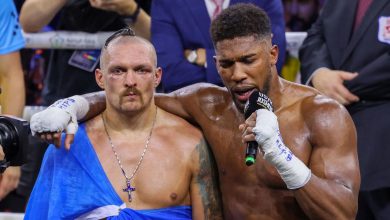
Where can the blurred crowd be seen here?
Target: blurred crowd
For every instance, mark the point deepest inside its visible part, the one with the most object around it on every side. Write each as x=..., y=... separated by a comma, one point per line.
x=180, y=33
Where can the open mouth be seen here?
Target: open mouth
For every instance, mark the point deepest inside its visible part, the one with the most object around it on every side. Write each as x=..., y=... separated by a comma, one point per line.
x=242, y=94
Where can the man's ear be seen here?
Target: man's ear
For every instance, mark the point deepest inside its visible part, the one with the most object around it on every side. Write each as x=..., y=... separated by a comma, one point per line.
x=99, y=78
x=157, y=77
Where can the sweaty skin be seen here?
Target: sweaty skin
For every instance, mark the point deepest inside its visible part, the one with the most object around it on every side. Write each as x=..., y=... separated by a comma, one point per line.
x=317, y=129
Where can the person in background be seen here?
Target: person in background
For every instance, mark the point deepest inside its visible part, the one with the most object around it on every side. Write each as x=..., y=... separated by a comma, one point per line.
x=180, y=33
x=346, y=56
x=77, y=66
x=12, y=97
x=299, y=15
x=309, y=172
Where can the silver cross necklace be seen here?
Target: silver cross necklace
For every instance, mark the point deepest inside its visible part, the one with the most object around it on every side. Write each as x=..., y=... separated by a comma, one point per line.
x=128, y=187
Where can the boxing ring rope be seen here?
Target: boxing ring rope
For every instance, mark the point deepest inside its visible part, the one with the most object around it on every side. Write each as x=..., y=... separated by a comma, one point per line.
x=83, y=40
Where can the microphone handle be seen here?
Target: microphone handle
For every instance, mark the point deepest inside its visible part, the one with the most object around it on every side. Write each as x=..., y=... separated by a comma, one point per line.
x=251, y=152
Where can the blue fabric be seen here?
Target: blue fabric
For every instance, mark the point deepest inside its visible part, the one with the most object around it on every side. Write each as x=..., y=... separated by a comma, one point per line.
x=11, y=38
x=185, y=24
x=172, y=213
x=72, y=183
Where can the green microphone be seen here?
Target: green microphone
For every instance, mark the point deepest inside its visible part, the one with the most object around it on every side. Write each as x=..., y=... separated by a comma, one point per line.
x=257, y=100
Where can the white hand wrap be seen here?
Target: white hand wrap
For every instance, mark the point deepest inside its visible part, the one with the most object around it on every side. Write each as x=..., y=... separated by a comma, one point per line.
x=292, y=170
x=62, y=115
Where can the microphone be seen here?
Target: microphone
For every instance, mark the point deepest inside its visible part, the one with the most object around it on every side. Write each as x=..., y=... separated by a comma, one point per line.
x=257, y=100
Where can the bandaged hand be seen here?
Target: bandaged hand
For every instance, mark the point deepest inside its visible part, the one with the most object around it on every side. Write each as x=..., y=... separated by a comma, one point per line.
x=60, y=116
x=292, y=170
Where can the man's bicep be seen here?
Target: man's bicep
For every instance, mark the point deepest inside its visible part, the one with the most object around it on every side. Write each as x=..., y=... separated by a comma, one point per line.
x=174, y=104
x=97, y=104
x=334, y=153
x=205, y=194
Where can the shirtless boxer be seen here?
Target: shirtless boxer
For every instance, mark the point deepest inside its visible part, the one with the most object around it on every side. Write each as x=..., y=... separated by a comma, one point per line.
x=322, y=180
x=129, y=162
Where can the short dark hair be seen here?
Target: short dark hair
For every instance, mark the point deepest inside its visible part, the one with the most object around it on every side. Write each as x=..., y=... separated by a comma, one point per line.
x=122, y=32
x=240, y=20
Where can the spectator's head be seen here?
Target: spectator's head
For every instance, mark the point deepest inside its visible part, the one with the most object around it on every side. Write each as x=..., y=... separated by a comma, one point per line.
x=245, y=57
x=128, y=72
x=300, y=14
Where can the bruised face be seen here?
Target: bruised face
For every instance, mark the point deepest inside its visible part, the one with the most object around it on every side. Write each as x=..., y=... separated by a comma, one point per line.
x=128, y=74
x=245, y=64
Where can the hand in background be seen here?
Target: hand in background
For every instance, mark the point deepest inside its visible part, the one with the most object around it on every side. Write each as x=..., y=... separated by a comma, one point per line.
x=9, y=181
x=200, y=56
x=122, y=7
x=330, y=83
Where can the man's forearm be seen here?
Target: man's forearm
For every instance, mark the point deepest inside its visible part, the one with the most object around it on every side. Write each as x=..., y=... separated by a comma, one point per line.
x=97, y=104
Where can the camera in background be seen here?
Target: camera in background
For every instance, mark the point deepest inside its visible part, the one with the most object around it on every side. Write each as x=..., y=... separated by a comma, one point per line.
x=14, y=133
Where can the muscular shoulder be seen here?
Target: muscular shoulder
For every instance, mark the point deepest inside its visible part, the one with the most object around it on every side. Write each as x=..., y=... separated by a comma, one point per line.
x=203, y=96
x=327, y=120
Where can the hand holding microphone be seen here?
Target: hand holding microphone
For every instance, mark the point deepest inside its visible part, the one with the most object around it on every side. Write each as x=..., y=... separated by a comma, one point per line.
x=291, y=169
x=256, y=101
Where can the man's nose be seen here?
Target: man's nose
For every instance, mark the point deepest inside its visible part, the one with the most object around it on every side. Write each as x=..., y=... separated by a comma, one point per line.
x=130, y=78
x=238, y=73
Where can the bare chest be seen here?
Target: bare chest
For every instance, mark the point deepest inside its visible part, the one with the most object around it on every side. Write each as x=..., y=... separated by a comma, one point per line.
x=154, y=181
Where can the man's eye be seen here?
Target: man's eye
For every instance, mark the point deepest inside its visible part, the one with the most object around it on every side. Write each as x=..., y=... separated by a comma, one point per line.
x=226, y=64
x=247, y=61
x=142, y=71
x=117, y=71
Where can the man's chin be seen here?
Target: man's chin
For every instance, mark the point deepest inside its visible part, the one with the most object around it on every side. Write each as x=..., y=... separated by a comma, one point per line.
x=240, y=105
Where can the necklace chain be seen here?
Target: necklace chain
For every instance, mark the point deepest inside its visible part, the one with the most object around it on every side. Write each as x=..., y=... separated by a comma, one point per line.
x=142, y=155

┄┄┄┄┄┄┄┄┄┄

Short problem: Output all of the entries above as a two-column CSV with the columns "query" and "reply", one row per entry. Put each entry's text and its answer in their own quoted field, turn line breaks into spaces, and omit the pictures.

Answer to this task:
query,reply
"Where can the blurred crowd be seen here? Target: blurred crowd For every instance, mark the point deepest inside its visible part, the one with the most object around it on every side. Write each as x=..., y=... separated by a comma, one point per line.","x=180, y=33"
"Where can the open mouth be seen here? Target: open mouth For every instance, mark the point deepest inside its visible part, the one with the most object around it on every side. Write each as x=..., y=... separated by a comma, one point per line.","x=242, y=94"
"Where can the man's ear be seen here? Target: man's ear For every instance, mark the point deepest inside its visible part, the one with the most object around it on every side. Write each as x=..., y=... separated by a comma, one point per line.","x=99, y=78 x=157, y=77"
"Where can the sweaty skin be seen here? Target: sweaty skin For every instance, mark the point deepest inside its visible part, the one with the most object around it on every side. Write each as x=..., y=... separated by a comma, one point per line.","x=317, y=129"
"Where can the person in background be seen here? Target: person in background For every instance, mark the point deepest inside its visible part, the one with the most object around it on every side. Write each as x=..., y=... separated by a comma, one point per line.","x=180, y=33 x=346, y=56 x=77, y=66 x=12, y=97 x=299, y=15 x=309, y=172"
"Where can the silver cross necklace be seen here? Target: silver cross necklace For every instance, mark the point deepest inside its visible part, the one with the most object around it on every side. Write each as x=..., y=... separated by a comma, one point per line.","x=128, y=187"
"Where can the boxing ring rope be seen here? Target: boxing ring rope For every instance, mark the point deepest inside its visible part, the one with the most object around it on every side. Write each as x=..., y=... separated by a comma, one point per line.","x=83, y=40"
"Where can the microphone handle be seen here? Target: microphone handle For every instance, mark the point deepest inside its visible part, the one with the most object around it on every side. Write each as x=..., y=... separated by a comma, one point per line.","x=251, y=152"
"Where can the blue fabric be seen here? Target: blue fabric For every instance, mark the point deepest inside its visible part, the one with the most object around it on every side. Write each as x=..., y=... separated by a comma, one point per line.","x=11, y=38 x=185, y=24 x=172, y=213 x=72, y=183"
"Where can the green microphone be seen here? Target: green microphone For every instance, mark the point deepest inside its visible part, the one with the most object around it on every side. Write each as x=..., y=... separated by a comma, one point per line.","x=257, y=100"
"Where can the white hand wrap be seen here? Target: white hand wrap For every instance, mark the point deepest inside its visible part, the one with the most object around it on every side. Write each as x=..., y=... separated by a comma, one point per line.","x=292, y=170 x=62, y=115"
"Where can the microphone be seen here? Target: microphone For every instance, mark the point deepest inside its visible part, the one with the most object around it on every side. Write each as x=..., y=... separated by a comma, one point per line.","x=257, y=100"
"Where can the bandaged hand be seen here? Target: bandaged hand For every instance, mark the point deepest inside its visible part, the one with the most object around it on every side. Write each as x=..., y=... separated by a comma, one point per line.","x=60, y=116 x=292, y=170"
"Where can the man's bicep be seen here? Target: man's bicep For every instance, mark the point deepest inside its visible part, the one with the most object around it on every side. Write each as x=..., y=... separated by a comma, one point per line.","x=174, y=104 x=97, y=104 x=334, y=153 x=205, y=194"
"Where can the shirtless boxer be seen here? Target: shirtless boxer For every instance, mark the point deepest inside its visible part, the one with the most object around it on every side. Write each as x=..., y=... separated by a comma, one point per line.","x=322, y=180 x=129, y=162"
"Where can the short dark hair be seen here? Target: short dark hair For every instance, mark the point deepest inside its visible part, the one with the most object around it on every side. Write each as x=..., y=... separated by a comma, one point per line.","x=122, y=32 x=240, y=20"
"Where can the spectator's head be seen here? Target: spectator's head For every instance, mark the point deepest inside its visible part, the one with the most object around it on every side. Write each as x=..., y=... separated by a comma, one point per line.","x=245, y=57 x=128, y=72 x=300, y=14"
"Where can the bruised face be seen here? Target: bruised face For every instance, mark the point deepest inside its visible part, the one with the most object around it on every side. Write each as x=..., y=... separated by a comma, one point per line.","x=128, y=74 x=245, y=64"
"Where can the hand in background be seen here? Target: hand in background For every instance, mark the point deepest inside its visible part, the one with the most object around it on every side. Write each as x=..., y=... separated by a comma, one point per line.","x=9, y=181 x=200, y=56 x=122, y=7 x=330, y=83"
"Where can the man's forearm be seen here? Target: man's forearm For every instance, mark the point deepest inside its visible part, the one with the most object around it on every side. Write each as x=..., y=... separated by a comma, one point per line.","x=97, y=104"
"Where can the camera in background be seen here? Target: camera in background For every instance, mark the point deepest inside its visible part, the one with the most object around it on every side. Write each as x=..., y=... separated by a comma, one point per line.","x=14, y=133"
"Where can the muscular shoulder be seen here? Target: muscular shoulder For every instance, mark the point deepest inside its visible part, the one with the most object around it on every side. Write each as x=..., y=... separated by a comma, one point per line.","x=203, y=96 x=327, y=120"
"Where can the hand holding microphone be seen here? Target: hand holding microphone For every instance, mark the point deepest inside its visible part, the one with the most object around it on every side. Write each as x=..., y=... separated by a comma, one point per line.","x=291, y=169 x=256, y=101"
"Where can the man's nose be seen here? Target: man's nose For every instance, mark the point deepest inside its visible part, the one with the most object around it on every side. Write each as x=..., y=... separated by a comma, one point per line.","x=130, y=78 x=238, y=73"
"Where can the bare chest be seen here? Target: bare chest For every instance, mark the point deepest inside its visible part, the one with the most object around it on every side. Write each as x=..., y=... separated by a comma, one point per line.","x=154, y=181"
"Where can the man's eye be seen here? Target: man's eye For every instance, mark the point deepest inside its visible part, the one with the most object around it on every side. Write each as x=..., y=... separated by a comma, one point per line.","x=226, y=64 x=247, y=61 x=142, y=71 x=117, y=71"
"Where can the man's chin be seen here? Target: man's chin For every instance, mark the point deepest inside its visible part, the one with the most object around it on every side. Write each as x=..., y=... separated by a comma, one point per line.","x=240, y=105"
"Where can the necklace chain be seen here? Target: necklace chain For every instance, mark the point deepest inside its visible part, the one with the most object around it on every side. Write each as x=..., y=... separated by a comma, one point per line.","x=142, y=155"